Every entry must be reproduced word for word.

BEGIN SUPPLIED MATERIAL

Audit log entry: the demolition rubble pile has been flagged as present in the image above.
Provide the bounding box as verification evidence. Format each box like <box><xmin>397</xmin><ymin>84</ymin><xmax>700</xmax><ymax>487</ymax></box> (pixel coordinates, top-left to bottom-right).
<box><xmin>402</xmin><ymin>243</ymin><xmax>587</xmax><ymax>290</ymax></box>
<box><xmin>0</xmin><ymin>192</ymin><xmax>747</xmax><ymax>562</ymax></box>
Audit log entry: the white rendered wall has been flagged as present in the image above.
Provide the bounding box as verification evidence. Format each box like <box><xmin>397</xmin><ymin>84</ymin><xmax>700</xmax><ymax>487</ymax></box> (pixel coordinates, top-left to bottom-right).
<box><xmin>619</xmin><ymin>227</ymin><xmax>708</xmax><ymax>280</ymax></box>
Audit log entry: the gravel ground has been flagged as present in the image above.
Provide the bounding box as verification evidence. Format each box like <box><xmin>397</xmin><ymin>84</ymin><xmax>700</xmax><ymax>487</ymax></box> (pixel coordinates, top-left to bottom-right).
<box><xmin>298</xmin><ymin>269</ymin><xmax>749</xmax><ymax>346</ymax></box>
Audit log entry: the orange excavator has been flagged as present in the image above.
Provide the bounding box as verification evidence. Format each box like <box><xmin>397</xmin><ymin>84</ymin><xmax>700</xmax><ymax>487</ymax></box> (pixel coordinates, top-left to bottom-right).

END SUPPLIED MATERIAL

→ TASK SOLUTION
Audit log entry: the demolition rubble pile has been flagged as present in the image above.
Provide the bounding box as verification evidence. Format each box like <box><xmin>397</xmin><ymin>84</ymin><xmax>700</xmax><ymax>487</ymax></box> (pixel coordinates, top-left to bottom-right).
<box><xmin>402</xmin><ymin>243</ymin><xmax>587</xmax><ymax>290</ymax></box>
<box><xmin>0</xmin><ymin>192</ymin><xmax>747</xmax><ymax>562</ymax></box>
Audit log entry: the white rendered wall has been flagged as present in the image above.
Provide the bounding box as verification evidence. Format each box like <box><xmin>397</xmin><ymin>84</ymin><xmax>700</xmax><ymax>487</ymax></box> (pixel coordinates, top-left to bottom-right).
<box><xmin>619</xmin><ymin>227</ymin><xmax>708</xmax><ymax>280</ymax></box>
Audit log entry: the gravel ground has been flagged as present in the image above.
Provide the bounding box as verification evidence. Format each box like <box><xmin>397</xmin><ymin>84</ymin><xmax>700</xmax><ymax>487</ymax></box> (pixel coordinates, top-left to bottom-right).
<box><xmin>298</xmin><ymin>269</ymin><xmax>749</xmax><ymax>346</ymax></box>
Audit log entry: the orange excavator has been flagged as present in the image above.
Provide the bounding box as verification evidence. Format each box like <box><xmin>397</xmin><ymin>84</ymin><xmax>700</xmax><ymax>487</ymax></box> (pixel coordinates, top-left to bottom-right).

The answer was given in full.